━━━ Exercise data ━━━

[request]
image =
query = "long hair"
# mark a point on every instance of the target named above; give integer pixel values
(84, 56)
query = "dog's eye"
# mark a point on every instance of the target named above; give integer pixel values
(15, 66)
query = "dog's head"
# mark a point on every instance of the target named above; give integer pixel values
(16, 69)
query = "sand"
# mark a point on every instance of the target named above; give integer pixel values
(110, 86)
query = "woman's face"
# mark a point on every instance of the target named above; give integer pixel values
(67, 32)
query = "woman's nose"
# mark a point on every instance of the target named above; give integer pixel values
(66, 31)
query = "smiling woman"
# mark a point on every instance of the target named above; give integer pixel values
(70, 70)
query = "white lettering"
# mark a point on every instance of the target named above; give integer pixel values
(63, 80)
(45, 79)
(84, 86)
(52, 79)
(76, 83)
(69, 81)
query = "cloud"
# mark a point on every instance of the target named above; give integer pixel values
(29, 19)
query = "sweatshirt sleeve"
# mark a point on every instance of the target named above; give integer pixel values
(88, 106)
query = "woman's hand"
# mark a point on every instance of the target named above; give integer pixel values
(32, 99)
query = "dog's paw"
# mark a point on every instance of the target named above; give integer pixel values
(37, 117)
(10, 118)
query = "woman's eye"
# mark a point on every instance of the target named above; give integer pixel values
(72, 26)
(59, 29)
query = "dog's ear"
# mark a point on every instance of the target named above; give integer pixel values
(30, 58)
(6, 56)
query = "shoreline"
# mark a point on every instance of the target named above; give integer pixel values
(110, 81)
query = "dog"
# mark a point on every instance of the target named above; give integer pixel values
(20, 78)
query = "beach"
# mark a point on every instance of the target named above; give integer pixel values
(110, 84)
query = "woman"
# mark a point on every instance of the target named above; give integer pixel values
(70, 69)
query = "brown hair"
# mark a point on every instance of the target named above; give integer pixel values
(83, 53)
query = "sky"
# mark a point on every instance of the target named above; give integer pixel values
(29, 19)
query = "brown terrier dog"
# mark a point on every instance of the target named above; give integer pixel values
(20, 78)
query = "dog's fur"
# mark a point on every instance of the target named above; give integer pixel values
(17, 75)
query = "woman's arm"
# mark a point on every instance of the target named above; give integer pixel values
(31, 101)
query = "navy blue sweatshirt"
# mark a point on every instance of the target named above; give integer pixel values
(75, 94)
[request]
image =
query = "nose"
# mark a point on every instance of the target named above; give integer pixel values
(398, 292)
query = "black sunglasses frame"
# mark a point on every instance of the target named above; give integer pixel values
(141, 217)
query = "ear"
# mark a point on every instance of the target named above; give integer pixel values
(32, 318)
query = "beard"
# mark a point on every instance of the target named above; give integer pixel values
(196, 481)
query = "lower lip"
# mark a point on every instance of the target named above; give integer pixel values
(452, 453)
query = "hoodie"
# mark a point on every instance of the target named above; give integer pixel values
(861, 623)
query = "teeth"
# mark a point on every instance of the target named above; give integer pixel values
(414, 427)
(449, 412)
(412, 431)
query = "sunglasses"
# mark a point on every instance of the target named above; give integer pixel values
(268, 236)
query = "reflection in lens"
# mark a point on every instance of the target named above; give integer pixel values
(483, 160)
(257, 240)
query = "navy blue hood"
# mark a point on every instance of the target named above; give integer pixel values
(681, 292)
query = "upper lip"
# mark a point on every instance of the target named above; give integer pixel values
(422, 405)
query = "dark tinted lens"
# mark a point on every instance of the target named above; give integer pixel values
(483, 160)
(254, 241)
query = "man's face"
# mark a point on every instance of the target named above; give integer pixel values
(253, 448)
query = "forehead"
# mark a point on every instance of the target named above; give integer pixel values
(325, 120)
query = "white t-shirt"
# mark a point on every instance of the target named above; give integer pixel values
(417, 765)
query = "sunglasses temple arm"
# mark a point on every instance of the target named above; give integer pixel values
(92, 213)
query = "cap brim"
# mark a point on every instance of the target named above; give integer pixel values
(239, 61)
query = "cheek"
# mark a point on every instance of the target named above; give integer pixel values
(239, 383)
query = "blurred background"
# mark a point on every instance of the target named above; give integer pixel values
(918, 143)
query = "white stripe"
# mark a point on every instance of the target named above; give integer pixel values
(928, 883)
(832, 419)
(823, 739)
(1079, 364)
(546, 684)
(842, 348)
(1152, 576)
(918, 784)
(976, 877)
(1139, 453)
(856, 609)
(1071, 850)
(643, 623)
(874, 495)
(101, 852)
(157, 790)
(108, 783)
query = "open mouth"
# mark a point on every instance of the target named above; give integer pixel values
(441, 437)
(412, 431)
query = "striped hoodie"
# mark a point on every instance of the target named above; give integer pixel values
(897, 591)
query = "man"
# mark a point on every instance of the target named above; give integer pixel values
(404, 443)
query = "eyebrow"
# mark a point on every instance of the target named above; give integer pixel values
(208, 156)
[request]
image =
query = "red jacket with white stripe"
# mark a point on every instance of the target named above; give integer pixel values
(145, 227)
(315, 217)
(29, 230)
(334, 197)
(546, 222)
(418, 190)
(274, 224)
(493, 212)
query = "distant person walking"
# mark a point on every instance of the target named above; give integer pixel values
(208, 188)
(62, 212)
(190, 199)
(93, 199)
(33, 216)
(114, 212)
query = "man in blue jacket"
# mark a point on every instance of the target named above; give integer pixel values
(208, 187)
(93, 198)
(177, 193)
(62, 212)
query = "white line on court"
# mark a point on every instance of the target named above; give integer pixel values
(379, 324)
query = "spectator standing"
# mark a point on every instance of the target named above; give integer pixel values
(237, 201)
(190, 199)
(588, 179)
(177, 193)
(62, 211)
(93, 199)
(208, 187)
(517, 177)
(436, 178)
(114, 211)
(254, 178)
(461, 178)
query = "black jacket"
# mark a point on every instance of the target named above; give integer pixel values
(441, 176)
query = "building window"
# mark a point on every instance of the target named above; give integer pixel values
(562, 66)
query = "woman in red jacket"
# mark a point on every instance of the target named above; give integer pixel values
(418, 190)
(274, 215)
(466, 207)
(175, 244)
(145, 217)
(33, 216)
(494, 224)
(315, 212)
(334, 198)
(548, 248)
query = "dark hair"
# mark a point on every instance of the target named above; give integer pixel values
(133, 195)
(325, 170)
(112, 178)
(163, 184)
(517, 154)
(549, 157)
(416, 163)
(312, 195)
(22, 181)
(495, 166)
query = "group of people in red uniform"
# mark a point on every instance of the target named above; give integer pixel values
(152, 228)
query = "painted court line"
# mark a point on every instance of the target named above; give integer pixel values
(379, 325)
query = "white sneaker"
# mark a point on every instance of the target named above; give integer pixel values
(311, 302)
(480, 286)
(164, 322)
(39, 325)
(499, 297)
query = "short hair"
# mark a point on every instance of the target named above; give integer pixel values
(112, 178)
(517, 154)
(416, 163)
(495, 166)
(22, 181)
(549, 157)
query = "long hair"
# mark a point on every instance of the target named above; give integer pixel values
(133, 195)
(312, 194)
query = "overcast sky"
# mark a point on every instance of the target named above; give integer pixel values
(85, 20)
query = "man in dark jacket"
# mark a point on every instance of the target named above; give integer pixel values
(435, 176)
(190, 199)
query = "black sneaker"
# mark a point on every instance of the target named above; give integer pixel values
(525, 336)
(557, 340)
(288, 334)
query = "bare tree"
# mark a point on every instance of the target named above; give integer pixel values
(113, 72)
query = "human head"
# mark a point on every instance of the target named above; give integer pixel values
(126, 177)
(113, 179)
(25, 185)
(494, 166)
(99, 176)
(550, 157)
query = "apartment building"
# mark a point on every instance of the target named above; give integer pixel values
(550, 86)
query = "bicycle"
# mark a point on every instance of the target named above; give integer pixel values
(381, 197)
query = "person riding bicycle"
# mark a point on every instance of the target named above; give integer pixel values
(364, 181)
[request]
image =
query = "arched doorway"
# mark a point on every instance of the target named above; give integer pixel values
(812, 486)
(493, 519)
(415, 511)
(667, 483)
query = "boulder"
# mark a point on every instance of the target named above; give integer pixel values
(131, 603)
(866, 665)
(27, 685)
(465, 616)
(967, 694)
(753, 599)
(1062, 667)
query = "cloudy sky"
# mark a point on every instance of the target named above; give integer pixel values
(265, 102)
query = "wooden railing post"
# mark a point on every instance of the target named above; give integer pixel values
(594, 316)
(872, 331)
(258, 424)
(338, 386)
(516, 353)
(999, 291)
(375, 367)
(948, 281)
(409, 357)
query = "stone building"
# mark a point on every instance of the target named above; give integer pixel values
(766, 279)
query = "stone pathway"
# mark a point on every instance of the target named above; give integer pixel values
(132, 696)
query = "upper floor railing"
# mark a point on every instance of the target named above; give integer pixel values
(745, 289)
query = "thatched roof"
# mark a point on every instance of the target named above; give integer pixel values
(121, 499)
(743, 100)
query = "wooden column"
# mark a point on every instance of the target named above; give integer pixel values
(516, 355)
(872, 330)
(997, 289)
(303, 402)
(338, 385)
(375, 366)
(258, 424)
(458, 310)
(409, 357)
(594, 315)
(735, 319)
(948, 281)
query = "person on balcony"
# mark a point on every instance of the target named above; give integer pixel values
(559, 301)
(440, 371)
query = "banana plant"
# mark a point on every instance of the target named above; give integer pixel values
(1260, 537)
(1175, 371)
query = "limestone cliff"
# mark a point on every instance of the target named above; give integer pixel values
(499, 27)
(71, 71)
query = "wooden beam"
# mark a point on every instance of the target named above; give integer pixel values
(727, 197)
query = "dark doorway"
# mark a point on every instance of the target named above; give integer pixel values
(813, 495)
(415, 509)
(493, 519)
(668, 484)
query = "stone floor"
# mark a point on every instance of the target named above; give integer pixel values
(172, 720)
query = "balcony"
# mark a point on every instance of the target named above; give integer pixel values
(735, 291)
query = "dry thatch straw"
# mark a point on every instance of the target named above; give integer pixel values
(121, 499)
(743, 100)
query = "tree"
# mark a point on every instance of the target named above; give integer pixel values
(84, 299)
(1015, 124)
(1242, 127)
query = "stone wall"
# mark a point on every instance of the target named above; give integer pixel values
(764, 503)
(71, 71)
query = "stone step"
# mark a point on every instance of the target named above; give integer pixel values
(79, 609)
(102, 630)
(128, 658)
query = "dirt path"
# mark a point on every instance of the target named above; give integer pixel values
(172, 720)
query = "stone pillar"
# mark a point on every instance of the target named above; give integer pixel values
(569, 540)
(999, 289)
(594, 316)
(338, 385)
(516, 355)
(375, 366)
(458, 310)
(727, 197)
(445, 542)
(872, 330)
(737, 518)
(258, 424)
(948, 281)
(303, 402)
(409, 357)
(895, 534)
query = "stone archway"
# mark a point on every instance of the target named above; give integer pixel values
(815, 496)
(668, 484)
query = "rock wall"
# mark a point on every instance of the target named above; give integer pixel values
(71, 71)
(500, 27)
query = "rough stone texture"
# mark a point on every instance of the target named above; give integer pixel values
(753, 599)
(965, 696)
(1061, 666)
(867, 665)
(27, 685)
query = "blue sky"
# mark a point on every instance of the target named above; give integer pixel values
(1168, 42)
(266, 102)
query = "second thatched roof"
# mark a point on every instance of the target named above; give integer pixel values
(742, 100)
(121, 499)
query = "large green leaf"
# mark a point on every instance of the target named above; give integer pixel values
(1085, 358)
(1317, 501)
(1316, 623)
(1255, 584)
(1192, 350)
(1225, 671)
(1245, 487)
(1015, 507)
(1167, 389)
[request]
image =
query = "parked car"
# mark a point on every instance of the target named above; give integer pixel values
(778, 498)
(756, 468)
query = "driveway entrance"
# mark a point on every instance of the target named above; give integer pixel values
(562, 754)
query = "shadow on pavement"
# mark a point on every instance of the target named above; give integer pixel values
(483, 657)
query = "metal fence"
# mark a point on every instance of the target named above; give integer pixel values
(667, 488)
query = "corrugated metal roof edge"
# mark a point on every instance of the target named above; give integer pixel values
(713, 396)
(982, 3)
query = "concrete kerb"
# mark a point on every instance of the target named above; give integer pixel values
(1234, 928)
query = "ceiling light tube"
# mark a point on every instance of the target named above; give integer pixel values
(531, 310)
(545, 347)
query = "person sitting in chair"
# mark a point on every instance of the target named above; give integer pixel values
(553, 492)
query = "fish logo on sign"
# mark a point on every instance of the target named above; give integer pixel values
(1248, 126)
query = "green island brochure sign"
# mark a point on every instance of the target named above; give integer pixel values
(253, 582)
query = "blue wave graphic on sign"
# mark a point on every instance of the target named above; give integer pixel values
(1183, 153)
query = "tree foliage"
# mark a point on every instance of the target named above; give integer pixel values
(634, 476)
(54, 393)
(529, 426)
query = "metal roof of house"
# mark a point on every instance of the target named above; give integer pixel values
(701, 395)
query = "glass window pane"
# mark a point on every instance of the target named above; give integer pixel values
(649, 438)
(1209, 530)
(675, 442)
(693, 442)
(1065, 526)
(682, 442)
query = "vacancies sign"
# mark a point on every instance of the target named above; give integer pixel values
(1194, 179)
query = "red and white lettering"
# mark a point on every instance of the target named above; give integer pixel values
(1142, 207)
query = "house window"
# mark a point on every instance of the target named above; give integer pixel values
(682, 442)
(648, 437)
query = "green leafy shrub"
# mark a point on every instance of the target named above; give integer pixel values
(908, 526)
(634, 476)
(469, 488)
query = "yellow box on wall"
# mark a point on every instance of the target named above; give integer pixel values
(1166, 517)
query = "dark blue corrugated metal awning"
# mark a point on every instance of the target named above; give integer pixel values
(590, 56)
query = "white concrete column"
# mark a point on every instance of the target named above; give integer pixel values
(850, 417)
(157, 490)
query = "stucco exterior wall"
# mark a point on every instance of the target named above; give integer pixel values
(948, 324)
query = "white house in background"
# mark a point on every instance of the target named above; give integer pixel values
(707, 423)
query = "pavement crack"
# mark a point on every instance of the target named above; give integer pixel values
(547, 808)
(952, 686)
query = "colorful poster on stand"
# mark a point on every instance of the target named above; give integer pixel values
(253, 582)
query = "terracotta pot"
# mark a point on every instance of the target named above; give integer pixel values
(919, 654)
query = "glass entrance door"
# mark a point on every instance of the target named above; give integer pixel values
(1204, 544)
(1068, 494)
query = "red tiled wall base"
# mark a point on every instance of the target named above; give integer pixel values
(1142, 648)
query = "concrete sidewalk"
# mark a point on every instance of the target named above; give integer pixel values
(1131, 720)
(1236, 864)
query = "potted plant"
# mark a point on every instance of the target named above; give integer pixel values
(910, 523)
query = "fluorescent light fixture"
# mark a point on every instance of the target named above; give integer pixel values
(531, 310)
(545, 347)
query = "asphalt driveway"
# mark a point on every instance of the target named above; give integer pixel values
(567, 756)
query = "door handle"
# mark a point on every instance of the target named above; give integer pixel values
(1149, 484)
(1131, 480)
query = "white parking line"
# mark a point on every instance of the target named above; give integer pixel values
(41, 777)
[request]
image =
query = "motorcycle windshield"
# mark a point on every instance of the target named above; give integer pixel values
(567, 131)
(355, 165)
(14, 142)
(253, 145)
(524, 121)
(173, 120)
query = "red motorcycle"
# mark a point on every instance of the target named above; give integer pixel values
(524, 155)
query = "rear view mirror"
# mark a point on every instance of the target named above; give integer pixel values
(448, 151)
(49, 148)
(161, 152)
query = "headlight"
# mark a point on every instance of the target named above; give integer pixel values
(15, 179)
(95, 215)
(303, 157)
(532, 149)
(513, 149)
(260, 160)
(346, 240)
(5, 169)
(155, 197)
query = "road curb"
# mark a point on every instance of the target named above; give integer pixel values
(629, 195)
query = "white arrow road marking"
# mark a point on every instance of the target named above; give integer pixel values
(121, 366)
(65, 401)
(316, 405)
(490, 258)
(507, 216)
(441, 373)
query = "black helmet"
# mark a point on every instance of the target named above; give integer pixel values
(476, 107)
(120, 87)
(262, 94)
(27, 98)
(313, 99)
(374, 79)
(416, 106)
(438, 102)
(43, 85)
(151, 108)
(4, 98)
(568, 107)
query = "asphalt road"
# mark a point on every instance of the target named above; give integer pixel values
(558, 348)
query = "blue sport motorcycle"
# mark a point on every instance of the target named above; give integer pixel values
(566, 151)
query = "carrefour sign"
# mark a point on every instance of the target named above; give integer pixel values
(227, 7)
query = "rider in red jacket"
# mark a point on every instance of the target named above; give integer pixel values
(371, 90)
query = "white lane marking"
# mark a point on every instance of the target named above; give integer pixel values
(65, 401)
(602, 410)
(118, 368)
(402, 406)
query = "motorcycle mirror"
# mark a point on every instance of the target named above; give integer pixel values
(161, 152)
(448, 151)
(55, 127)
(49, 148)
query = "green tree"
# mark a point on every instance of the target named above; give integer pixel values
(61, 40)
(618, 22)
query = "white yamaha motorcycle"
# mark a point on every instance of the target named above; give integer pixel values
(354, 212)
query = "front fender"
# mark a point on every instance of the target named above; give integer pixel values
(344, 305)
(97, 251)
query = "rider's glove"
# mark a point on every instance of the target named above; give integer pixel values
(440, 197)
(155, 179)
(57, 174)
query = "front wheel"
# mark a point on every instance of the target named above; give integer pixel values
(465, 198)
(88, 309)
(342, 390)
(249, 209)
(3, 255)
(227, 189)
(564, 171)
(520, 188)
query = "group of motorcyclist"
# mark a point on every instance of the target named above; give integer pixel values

━━━

• [Given instruction]
Find each line in the entries above that contains the string "mirror", matching case exactly, and copy those lines out in full.

• [Solution]
query = "rear view mirror"
query = "motorcycle mirror"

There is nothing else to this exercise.